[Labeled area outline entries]
'''
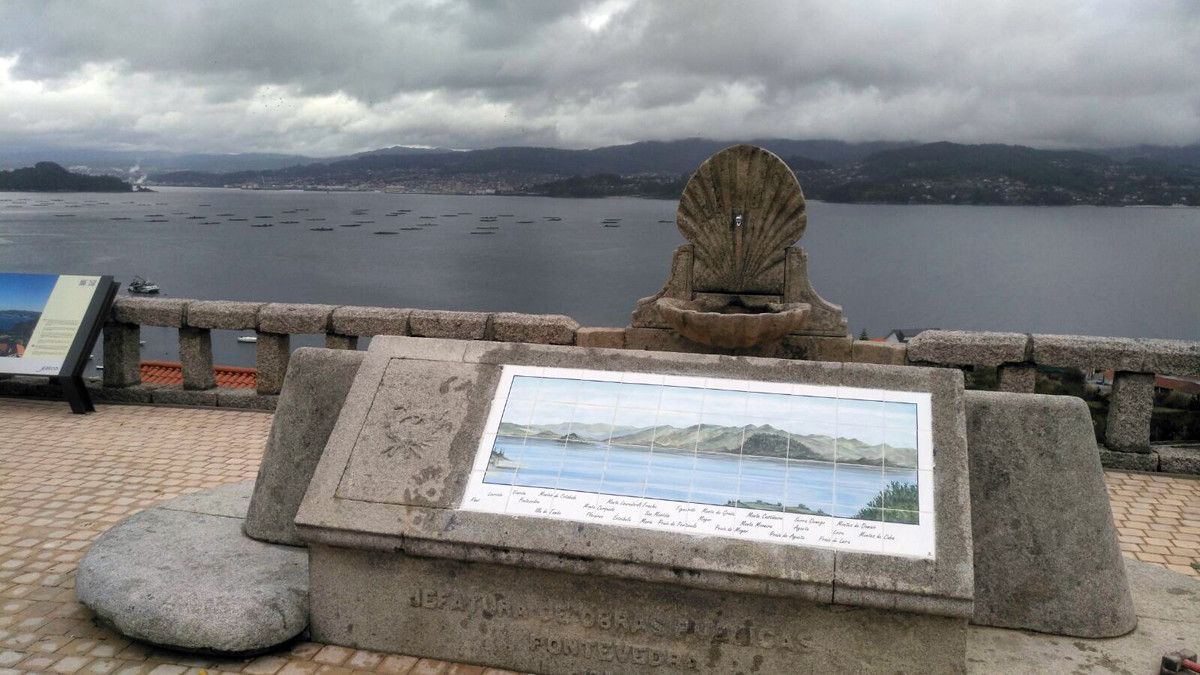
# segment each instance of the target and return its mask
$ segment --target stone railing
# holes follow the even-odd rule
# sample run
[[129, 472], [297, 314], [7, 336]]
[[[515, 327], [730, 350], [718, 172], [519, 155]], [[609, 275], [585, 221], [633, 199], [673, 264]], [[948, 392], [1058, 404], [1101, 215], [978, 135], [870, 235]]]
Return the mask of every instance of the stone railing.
'''
'''
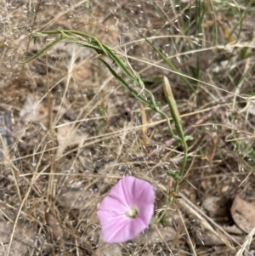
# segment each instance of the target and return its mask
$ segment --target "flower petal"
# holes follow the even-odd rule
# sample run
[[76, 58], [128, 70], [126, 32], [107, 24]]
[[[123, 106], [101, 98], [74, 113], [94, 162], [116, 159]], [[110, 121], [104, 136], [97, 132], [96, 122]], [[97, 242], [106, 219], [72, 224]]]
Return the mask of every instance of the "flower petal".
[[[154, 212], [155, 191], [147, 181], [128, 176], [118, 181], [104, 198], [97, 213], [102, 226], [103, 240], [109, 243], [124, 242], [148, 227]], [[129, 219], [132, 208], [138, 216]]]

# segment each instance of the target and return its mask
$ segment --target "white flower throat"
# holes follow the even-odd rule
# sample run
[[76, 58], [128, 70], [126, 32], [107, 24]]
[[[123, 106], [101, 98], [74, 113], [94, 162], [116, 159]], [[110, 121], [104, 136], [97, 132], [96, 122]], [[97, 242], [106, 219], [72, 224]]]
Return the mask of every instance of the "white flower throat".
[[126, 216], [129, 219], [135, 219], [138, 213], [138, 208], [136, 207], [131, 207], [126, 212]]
'''
'''
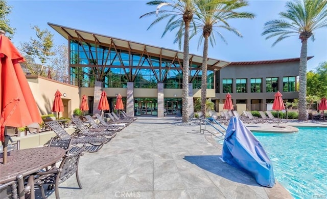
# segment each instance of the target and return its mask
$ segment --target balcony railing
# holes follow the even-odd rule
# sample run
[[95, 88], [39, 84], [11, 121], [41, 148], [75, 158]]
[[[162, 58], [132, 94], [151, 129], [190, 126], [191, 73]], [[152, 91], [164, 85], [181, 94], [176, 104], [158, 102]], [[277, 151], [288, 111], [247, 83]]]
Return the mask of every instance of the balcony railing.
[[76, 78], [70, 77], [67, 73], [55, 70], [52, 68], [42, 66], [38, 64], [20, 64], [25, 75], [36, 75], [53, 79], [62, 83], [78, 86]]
'''
— Aim —
How many lines in the records contain the string "stone"? Treat uppercase and lowercase as different, and reply with the number alone.

— Answer to the problem —
2